• Aim: How many lines in the listing below contain the string "building"? Reply with the number alone.

• Provided data:
========

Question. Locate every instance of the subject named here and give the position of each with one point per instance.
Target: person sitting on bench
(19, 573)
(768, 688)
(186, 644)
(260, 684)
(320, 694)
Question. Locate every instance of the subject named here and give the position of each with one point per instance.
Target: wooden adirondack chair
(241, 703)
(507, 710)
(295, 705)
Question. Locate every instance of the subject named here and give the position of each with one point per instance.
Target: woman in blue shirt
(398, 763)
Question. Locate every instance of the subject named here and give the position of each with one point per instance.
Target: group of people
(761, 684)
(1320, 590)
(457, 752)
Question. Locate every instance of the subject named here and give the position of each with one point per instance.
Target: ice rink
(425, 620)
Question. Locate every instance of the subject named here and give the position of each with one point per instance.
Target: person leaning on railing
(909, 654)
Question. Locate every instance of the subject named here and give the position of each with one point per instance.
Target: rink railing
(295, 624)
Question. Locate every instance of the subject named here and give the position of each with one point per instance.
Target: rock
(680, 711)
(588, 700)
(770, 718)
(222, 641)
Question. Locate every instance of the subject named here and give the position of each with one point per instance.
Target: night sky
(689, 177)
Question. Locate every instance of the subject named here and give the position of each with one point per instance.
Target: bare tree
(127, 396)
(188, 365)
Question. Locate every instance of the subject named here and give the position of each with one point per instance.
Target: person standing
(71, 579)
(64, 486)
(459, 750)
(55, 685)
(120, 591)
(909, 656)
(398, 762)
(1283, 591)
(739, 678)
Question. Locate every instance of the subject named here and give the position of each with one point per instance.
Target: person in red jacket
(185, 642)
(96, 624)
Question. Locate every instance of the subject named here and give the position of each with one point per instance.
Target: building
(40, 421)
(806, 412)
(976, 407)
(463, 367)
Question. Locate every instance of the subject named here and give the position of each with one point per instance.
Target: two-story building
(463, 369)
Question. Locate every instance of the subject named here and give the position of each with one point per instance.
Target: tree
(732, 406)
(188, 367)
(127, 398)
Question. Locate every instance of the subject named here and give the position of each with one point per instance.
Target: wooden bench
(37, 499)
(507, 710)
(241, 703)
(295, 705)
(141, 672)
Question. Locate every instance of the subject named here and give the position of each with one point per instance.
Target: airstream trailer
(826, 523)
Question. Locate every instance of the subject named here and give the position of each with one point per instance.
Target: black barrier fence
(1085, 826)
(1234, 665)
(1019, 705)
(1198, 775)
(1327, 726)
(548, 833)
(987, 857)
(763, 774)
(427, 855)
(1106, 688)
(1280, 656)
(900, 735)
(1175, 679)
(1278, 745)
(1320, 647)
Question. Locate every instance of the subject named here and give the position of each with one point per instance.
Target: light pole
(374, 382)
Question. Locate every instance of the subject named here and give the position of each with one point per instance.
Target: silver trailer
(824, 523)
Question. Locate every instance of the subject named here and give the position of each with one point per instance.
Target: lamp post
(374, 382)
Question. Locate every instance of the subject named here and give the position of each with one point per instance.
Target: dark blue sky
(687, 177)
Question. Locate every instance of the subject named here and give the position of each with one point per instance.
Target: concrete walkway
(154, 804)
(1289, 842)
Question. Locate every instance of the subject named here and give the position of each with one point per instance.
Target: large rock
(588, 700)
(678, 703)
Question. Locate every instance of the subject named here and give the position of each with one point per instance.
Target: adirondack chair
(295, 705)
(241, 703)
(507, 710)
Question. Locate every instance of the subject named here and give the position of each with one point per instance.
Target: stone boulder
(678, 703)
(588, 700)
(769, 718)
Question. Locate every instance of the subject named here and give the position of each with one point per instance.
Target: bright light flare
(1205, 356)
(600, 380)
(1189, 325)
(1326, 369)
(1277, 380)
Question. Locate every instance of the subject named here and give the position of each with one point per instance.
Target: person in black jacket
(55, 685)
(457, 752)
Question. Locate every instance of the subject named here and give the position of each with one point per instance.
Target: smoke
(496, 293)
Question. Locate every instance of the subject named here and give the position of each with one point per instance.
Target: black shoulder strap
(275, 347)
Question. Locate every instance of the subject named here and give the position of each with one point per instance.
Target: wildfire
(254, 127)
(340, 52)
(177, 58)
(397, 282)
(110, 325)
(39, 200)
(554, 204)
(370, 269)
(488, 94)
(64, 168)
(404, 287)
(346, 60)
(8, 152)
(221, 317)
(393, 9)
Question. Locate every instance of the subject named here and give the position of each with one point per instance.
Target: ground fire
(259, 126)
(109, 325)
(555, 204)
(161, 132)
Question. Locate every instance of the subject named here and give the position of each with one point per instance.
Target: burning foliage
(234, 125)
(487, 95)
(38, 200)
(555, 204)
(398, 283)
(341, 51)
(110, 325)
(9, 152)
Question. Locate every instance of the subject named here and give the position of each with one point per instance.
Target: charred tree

========

• Response below: 2